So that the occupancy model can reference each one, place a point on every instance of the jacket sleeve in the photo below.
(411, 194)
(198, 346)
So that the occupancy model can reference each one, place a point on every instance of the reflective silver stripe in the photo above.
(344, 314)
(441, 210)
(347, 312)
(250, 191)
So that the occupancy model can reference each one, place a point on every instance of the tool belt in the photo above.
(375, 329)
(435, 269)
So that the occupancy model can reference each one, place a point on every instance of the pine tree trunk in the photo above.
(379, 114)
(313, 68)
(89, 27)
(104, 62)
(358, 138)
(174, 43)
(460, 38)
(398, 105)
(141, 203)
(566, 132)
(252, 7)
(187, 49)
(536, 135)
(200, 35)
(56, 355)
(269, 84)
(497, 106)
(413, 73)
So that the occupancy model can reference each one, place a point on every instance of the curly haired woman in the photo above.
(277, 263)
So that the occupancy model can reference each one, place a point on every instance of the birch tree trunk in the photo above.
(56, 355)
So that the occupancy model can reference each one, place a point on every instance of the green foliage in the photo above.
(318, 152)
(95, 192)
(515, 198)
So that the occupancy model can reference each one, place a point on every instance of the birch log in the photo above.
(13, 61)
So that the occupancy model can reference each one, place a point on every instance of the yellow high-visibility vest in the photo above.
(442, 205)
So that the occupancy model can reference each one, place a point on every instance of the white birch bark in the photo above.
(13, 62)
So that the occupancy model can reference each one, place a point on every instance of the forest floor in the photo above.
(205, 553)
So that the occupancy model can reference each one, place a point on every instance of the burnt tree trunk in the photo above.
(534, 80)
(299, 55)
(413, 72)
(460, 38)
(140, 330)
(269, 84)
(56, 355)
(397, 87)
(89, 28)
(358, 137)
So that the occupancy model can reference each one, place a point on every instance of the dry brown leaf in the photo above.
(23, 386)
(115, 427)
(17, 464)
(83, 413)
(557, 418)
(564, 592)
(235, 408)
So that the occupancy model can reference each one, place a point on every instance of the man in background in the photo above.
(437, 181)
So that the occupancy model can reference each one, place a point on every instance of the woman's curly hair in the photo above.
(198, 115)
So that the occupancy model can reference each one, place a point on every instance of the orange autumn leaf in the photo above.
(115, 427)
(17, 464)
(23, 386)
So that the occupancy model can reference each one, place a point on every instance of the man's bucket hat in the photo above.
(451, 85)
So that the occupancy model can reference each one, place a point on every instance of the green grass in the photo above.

***

### Exercise aim
Please rewrite all of the data above, putting "mark" wherever "place a point on" appears and leaving everything else unchanged.

### Task answer
So that the occupancy model can reference each one, mark every instance of the jacket sleeve in the photo below.
(411, 194)
(198, 346)
So that the occupancy model can reference each one, mark every instance of the reflective silver stripe in the photo above.
(344, 314)
(441, 210)
(347, 312)
(250, 191)
So that the occupancy model can reference each one, mark every instance of the tool belt in the photo above.
(375, 329)
(435, 269)
So that the occupancy model can reference each one, mark every instance of the pine tree trunk in the photo above.
(379, 114)
(313, 68)
(89, 27)
(104, 62)
(358, 138)
(174, 43)
(460, 38)
(398, 105)
(141, 203)
(566, 132)
(252, 7)
(187, 49)
(536, 135)
(200, 35)
(56, 355)
(269, 84)
(497, 106)
(413, 73)
So that the occupancy model can reference each one, mark every instance of the curly haired woman in the photo above.
(277, 263)
So that the occupancy model can reference each one, mark every instance of the birch tree trunk in the photo above.
(56, 355)
So that the occupancy model can reference each one, mark every instance of the green foliage in the photo above.
(318, 152)
(95, 192)
(515, 198)
So that the occupancy model can reference each one, mark every instance of the birch log in the photo above.
(13, 61)
So that the occupancy model can reference each one, mark every instance of the yellow high-visibility vest in the photo above.
(442, 205)
So that the occupancy model can reference each one, mark every instance of the white birch bark in the photo above.
(13, 62)
So that the occupancy model can reference each one, mark every instance of the forest floor in the photo above.
(205, 553)
So that the occupancy model can reference each one, mark every instance of the burnt tree trunk in the photo above.
(534, 80)
(299, 55)
(413, 72)
(460, 38)
(140, 330)
(269, 84)
(56, 355)
(397, 87)
(89, 28)
(358, 137)
So that the occupancy model can reference each one, mark every instance of the dry brown leaf in the photo above.
(23, 386)
(115, 427)
(17, 464)
(83, 413)
(557, 418)
(564, 592)
(235, 408)
So that the occupancy model can reference each one, mark every instance of the man in background in the photo above.
(437, 181)
So that the occupancy model can reference each one, mark every instance of the woman's curly hair in the photo above.
(198, 115)
So that the occupancy model can reference each one, mark every instance of the orange autumn leaf in the photo above.
(115, 427)
(17, 464)
(23, 386)
So that the occupancy model can reference each one, mark every instance of the man's bucket hat in the photo above.
(451, 85)
So that the occupancy model can reference each one, mark every instance of the green grass in the photo above.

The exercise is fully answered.